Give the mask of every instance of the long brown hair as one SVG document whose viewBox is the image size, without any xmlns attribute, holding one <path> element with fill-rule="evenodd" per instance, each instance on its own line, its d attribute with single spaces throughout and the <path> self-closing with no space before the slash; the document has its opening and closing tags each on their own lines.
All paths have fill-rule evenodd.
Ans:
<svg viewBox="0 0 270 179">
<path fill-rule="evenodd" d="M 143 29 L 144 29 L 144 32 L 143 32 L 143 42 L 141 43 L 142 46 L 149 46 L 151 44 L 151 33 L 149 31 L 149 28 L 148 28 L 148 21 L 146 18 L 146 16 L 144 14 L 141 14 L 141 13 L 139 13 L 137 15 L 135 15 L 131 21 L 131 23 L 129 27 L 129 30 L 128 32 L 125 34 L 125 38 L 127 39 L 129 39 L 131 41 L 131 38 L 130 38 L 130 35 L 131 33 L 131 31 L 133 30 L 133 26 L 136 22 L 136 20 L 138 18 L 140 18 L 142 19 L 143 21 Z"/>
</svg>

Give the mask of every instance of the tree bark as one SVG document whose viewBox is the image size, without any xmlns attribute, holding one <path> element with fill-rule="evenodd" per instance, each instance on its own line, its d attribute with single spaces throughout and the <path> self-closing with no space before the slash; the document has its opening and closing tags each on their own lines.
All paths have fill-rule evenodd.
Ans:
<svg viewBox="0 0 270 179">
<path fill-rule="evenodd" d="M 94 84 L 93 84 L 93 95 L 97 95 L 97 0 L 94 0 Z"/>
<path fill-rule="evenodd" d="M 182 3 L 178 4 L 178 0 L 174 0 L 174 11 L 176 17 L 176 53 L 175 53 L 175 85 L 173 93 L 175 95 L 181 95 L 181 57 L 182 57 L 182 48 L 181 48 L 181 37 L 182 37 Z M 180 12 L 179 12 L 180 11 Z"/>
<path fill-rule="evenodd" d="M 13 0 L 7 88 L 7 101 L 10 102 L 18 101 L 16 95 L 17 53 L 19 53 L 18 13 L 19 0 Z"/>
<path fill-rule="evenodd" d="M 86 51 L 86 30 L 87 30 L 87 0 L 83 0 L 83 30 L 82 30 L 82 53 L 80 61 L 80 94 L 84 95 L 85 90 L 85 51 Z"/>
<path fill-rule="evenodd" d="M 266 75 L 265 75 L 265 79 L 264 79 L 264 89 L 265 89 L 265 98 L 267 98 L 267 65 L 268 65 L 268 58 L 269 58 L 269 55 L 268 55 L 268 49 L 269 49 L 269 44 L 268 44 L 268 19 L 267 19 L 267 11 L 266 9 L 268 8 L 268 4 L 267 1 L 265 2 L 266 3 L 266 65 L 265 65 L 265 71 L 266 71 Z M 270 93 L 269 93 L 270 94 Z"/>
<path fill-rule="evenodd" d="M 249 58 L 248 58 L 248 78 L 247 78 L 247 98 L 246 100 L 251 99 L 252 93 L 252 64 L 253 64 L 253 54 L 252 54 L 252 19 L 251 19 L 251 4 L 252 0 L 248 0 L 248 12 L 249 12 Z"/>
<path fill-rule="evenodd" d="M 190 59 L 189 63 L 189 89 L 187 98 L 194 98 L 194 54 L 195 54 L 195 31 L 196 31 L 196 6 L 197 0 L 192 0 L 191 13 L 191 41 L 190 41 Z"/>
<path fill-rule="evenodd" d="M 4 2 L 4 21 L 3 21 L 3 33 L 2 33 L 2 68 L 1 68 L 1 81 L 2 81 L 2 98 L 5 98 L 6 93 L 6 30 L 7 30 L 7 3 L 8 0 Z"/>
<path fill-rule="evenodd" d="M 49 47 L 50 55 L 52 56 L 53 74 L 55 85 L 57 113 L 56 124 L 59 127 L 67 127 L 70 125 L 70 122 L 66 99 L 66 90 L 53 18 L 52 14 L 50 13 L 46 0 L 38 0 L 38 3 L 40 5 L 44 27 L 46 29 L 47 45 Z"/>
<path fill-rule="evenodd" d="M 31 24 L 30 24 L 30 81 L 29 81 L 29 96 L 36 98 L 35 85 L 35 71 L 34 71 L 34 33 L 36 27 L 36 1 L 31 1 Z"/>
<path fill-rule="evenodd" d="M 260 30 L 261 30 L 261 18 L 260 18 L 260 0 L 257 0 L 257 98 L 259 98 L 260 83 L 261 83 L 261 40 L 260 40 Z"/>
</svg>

* **What you have to do**:
Print the data lines from the one containing "Give the mask of every instance of the tree" down to the one containing "86 51 L 86 30", both included, reproducing each line unchanged.

* **Task output**:
Give the mask of every instance of the tree bark as one SVG document whose viewBox is the image size, without any xmlns attribute, holding one <path> element with fill-rule="evenodd" per instance, each instance on its own line, its d attribute with single spaces throughout and the <path> self-closing with no space before the slash; the document has its opening and closing tags each on their own lines.
All paths have fill-rule evenodd.
Ans:
<svg viewBox="0 0 270 179">
<path fill-rule="evenodd" d="M 94 84 L 93 84 L 93 95 L 97 95 L 97 0 L 94 0 Z"/>
<path fill-rule="evenodd" d="M 182 3 L 178 4 L 178 0 L 174 0 L 174 11 L 176 17 L 176 53 L 175 53 L 175 85 L 173 93 L 175 95 L 181 95 L 181 57 L 182 57 L 182 48 L 181 48 L 181 37 L 182 37 Z M 180 12 L 179 12 L 180 11 Z"/>
<path fill-rule="evenodd" d="M 13 0 L 7 88 L 7 101 L 10 102 L 18 101 L 16 95 L 17 53 L 19 53 L 18 13 L 19 0 Z"/>
<path fill-rule="evenodd" d="M 86 51 L 86 30 L 87 30 L 87 0 L 83 0 L 83 30 L 82 30 L 82 53 L 80 61 L 80 94 L 84 95 L 85 90 L 85 51 Z"/>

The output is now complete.